TASK PROMPT>
When you answer, restate the entries below without altering anything.

──────── INFORMATION ────────

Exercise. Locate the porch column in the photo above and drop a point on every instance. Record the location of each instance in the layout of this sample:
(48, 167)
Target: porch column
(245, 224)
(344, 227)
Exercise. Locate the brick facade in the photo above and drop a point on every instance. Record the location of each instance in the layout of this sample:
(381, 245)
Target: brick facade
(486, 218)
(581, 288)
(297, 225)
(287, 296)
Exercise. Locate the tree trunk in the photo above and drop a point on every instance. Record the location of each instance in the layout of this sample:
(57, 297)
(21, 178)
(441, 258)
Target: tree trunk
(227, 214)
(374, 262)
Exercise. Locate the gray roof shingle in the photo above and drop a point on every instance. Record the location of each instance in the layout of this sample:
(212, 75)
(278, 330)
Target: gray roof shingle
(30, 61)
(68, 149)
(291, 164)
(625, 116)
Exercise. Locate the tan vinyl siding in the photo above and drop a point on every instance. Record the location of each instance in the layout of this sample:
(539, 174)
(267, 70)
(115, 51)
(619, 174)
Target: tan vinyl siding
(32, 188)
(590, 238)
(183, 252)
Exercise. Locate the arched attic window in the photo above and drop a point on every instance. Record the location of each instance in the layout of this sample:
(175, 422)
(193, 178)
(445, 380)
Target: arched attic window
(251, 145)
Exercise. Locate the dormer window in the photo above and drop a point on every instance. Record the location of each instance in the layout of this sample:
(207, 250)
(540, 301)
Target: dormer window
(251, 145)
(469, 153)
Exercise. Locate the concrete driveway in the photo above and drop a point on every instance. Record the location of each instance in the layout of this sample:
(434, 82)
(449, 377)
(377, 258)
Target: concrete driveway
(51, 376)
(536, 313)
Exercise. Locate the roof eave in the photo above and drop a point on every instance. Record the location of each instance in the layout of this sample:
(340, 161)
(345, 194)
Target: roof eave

────────

TASK RESULT>
Exercise. Locate the porch column in the photo above and drop a point on every instance. Record the location of each instance in the layout of this sample:
(48, 167)
Target: porch column
(245, 224)
(344, 227)
Exercise. Locate the brick facade in the photo above and drop a point on every instance. Record the location of each instance in the layout of this sample:
(381, 245)
Target: brick facade
(486, 218)
(581, 288)
(297, 225)
(287, 296)
Exercise. Locate the tree trunk in the photo above and drop a point on every instance. Record the location of each instance in the layout of this sample:
(57, 297)
(21, 178)
(441, 258)
Target: tree trunk
(227, 214)
(374, 262)
Exercise. Locate the gray roof shingle in the photo above and drop a point on every instance. Record the location of each instance in the layout of this sample:
(212, 75)
(278, 330)
Target: gray roof shingle
(30, 61)
(68, 149)
(291, 164)
(625, 116)
Exercise. Locate the tan vinyl siding in the photo above and drop a point on every instance. Record the location of each instance in the layout of this sample:
(539, 174)
(267, 70)
(115, 51)
(619, 174)
Target: tan vinyl siding
(32, 188)
(590, 238)
(183, 252)
Exercise. Locate the arched attic window in the photo above and drop a point on every instance. Record the location of each instance in the layout of this sample:
(175, 422)
(193, 178)
(445, 380)
Target: arched attic window
(251, 145)
Exercise. Locate the dormer window in the photo above and drop a point on every instance. Record the location of each instance in the layout of this sample:
(207, 250)
(540, 301)
Target: dormer window
(251, 145)
(469, 153)
Exercise. Locate the concrete driveway in the photo above and drop a point on every instance. Record the location of each instance in the layout of this sample:
(434, 82)
(449, 377)
(377, 258)
Target: concrete driveway
(51, 376)
(536, 313)
Exercise. Locate the roof eave in the photo above and drop a point on every instance. Record the location of each instance in the layout of this sample:
(340, 161)
(345, 194)
Target: roof eave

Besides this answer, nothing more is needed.